| EXCERPTED PASSAGE |
::::

Clubfoot deformity can be treated to avoid disability

By Byron Mutingwende

 

Clubfoot is a deformity that can be treated and every child born with it should not necessarily end up with a lifelong disability, a senior ministry of health official has said.

 

Mrs Ropafadzai Hove, the Director of Pharmacy Services in the Ministry of Health and Child Care who was standing in for the director of curative services made the remarks during the commemoration of World Clubfoot Day in Harare on 1 June 2018.

 

She said the month of June was declared “Clubfoot Awareness Month” and the 3rd of June has been chosen by the Ponseti International Association as World Clubfoot to honour the birthday of the late Dr Ignacio Pnseti, the doctor who developed the Ponseti method of treating clubfoot, a technique that has become the preferred and regarded as the most effective method of managing clubfoot worldwide.

 

“In Zimbabwe, we also acknowledge and recognise the contribution made by Dr Ignacio Ponseti towards changing the lives of many children throughout the world using this technique and today and throughout the month of June we will continue to add our voice to the numerous other nations that are celebrating this day by spreading the message that clubfoot is a deformity that can be treated and that every child born with clubfoot should not necessarily end up with a lifelong disability,” Mrs Hove said.

::::

Resume the news article on clubfoot treatment, starting after its final sentence.

| INFORMATION GIVEN |
::::

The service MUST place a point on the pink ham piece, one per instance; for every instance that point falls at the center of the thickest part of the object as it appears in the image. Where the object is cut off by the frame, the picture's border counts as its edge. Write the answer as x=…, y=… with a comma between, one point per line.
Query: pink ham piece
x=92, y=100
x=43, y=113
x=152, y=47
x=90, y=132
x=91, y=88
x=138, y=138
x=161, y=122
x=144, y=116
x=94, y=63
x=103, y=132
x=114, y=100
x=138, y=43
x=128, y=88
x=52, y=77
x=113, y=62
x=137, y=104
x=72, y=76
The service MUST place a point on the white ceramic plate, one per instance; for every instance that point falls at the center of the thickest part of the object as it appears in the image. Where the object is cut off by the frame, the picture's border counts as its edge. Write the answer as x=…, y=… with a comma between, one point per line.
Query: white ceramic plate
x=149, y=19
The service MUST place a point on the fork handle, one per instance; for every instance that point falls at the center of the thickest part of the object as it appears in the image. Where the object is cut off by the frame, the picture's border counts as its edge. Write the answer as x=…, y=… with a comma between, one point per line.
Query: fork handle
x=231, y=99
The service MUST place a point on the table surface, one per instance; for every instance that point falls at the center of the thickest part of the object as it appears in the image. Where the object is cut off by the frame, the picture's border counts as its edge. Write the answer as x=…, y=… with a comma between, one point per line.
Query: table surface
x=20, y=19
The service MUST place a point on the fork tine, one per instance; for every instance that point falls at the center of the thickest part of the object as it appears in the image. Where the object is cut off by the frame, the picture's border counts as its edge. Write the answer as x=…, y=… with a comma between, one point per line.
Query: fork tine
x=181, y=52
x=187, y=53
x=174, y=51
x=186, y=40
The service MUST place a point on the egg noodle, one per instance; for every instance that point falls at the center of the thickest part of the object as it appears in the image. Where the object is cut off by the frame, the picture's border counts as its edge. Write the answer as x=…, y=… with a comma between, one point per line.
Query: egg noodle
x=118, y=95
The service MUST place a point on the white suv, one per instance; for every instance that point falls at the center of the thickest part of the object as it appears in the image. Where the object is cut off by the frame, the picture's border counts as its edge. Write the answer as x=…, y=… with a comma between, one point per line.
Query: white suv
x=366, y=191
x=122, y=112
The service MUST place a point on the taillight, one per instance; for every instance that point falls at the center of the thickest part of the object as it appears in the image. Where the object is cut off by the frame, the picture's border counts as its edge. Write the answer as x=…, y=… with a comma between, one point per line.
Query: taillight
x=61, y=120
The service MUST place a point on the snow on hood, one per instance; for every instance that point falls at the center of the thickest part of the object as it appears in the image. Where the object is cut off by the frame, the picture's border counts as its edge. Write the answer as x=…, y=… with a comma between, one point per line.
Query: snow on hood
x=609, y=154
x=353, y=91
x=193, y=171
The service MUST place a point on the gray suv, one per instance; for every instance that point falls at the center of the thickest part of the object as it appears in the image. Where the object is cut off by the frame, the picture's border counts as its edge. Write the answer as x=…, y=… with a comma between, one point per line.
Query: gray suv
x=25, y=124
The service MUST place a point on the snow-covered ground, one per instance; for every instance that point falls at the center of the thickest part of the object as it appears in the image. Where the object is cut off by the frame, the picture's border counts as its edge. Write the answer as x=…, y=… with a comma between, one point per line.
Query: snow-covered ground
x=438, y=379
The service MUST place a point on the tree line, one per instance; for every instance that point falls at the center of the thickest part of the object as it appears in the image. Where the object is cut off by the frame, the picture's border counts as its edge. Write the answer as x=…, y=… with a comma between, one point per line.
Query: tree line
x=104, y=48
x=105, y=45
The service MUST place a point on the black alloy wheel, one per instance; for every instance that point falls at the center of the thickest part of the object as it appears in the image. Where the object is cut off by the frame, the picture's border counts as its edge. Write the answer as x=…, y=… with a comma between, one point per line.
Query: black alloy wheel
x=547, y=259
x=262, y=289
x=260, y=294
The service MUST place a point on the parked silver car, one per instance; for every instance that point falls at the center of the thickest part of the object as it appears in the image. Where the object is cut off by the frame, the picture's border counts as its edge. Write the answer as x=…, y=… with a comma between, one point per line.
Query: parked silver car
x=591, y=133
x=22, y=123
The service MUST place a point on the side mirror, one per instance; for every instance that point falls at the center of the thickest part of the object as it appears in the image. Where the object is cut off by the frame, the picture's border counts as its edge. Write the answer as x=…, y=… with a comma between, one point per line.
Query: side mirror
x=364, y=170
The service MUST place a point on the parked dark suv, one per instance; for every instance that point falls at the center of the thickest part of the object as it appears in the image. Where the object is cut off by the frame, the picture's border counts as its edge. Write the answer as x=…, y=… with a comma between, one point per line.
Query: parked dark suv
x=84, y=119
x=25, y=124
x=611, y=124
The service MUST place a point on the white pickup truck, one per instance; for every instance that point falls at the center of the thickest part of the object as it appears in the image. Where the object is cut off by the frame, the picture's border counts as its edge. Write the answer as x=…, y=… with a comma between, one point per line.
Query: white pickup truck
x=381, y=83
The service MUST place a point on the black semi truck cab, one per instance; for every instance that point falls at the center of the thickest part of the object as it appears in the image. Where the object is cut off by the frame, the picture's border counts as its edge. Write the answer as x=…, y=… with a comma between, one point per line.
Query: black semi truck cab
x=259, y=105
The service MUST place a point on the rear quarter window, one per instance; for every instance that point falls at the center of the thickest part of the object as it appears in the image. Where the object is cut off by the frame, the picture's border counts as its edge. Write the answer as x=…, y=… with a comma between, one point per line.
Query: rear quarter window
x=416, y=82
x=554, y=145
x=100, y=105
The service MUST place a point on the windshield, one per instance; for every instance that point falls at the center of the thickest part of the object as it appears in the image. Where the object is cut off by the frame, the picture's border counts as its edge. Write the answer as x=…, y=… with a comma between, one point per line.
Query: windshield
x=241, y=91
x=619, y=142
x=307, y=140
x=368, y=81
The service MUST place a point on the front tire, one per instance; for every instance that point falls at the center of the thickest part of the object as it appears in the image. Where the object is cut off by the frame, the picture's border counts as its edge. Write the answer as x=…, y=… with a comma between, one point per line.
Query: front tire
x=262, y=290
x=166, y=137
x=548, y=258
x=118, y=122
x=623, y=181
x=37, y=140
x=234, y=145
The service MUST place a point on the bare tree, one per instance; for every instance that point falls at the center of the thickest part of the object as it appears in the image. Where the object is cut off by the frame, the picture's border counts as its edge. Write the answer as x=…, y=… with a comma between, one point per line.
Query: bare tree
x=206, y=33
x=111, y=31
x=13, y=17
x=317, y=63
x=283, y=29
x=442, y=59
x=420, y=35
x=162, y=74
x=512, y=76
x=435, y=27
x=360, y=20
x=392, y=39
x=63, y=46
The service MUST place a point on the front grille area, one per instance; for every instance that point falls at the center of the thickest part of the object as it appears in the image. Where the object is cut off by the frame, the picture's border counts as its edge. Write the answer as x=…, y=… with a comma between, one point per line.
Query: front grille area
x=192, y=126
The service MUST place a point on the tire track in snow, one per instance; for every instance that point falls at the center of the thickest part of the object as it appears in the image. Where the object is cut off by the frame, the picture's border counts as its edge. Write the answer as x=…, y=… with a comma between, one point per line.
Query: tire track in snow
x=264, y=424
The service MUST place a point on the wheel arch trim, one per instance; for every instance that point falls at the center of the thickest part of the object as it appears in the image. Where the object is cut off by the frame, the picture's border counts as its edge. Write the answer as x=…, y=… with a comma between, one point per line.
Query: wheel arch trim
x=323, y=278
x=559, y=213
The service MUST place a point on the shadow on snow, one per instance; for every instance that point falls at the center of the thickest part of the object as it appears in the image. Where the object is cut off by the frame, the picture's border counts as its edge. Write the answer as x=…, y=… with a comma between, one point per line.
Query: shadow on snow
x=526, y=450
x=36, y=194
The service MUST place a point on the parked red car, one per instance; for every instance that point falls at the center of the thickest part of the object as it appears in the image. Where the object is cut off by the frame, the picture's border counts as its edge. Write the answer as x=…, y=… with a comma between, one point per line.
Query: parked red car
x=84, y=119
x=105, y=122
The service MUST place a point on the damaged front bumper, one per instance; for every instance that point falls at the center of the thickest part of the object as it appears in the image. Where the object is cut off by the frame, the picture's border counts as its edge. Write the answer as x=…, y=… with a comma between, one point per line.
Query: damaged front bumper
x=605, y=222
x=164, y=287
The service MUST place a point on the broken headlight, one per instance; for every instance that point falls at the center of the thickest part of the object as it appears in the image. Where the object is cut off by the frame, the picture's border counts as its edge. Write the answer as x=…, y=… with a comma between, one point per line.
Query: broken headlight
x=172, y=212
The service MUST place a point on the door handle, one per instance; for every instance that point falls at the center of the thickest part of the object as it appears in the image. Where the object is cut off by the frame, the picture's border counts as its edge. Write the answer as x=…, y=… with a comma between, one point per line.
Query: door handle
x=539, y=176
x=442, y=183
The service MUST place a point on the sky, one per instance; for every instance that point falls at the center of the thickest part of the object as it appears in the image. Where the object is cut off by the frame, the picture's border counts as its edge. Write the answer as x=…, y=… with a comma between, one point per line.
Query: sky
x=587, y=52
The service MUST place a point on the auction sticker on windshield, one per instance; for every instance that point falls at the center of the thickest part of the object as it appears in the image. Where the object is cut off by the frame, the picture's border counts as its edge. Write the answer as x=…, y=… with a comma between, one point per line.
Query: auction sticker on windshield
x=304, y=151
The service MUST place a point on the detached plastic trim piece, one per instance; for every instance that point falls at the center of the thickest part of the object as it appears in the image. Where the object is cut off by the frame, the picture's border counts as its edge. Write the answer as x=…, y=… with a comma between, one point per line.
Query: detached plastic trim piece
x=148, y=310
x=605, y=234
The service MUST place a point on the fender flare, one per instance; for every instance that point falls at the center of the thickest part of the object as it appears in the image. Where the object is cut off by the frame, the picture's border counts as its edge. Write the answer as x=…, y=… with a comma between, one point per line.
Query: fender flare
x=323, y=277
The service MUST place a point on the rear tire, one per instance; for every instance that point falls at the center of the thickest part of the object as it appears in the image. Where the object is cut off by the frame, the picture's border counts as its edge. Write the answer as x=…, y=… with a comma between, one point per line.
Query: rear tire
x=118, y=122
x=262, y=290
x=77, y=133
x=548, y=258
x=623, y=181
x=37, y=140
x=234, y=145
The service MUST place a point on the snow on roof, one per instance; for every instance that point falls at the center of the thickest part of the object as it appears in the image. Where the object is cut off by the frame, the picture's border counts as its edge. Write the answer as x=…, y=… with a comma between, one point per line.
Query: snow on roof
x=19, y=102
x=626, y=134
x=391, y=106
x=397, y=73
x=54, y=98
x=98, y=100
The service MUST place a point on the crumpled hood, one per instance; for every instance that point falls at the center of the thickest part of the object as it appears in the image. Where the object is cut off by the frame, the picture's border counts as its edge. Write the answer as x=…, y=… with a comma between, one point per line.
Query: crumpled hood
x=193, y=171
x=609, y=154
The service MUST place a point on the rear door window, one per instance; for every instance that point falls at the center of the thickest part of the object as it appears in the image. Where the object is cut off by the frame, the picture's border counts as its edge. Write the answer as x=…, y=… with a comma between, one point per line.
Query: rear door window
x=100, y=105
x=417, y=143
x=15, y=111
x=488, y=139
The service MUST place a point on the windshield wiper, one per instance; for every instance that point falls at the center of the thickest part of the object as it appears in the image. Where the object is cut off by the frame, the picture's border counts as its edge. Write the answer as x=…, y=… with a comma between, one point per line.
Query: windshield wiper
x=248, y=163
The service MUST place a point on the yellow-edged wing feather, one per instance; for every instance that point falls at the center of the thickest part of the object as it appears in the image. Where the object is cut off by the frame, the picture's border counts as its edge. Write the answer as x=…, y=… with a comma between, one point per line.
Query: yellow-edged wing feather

::::

| TASK RESPONSE |
 

Jealousy Chibare, the father of Sympathy who was born with clubfoot, in his testimony given at the workshop said his child had a successful operation on her when she was just two months old.

 

“There is no history of clubfoot in my family. The child was born soon after I had married my wife and already there were rumours circulating that my child would live with a permanent disability. Thanks to our friend and neighbour, we were advised to go to the hospital for treatment. Sympathy is nearly four years old now and very soon she will be starting Creche. Due to ignorance, many of my peers above 25 years of age now have a permanent disability because their parents did not get them treated when they are young. I encourage everyone here to spread the message that clubfoot is treatable,” Chibare said.

 

The theme for this year’s commemoration is “Quality Treatment Ensures Great Results.” With that in mind, the ministry of health, in collaboration with the Zimbabwe Sustainable Clubfoot Programme has organised two separate events.

 

The first is the seminar on clubfoot management for health workers taking place in Harare on the 1st of June 2018 that will give them an opportunity to witness successful outcomes of this technique and programme in Zimbabwe and also allow an opportunity to interrogate the different processes as well as share best practices.

 

Among the institutions which seconded medical practitioners to the seminar in Harare are Harare Central, Mpilo, Chitungwiza, Tsholotsho and Gwanda hospitals, just to mention a few. The medical practitioners said many doctors were being trained on treating clubfoot.

 

There will be a community awareness programme to be held in Gweru on the 21st of June that will focus on aspects that encourage compliance and active involvement of communities for best results.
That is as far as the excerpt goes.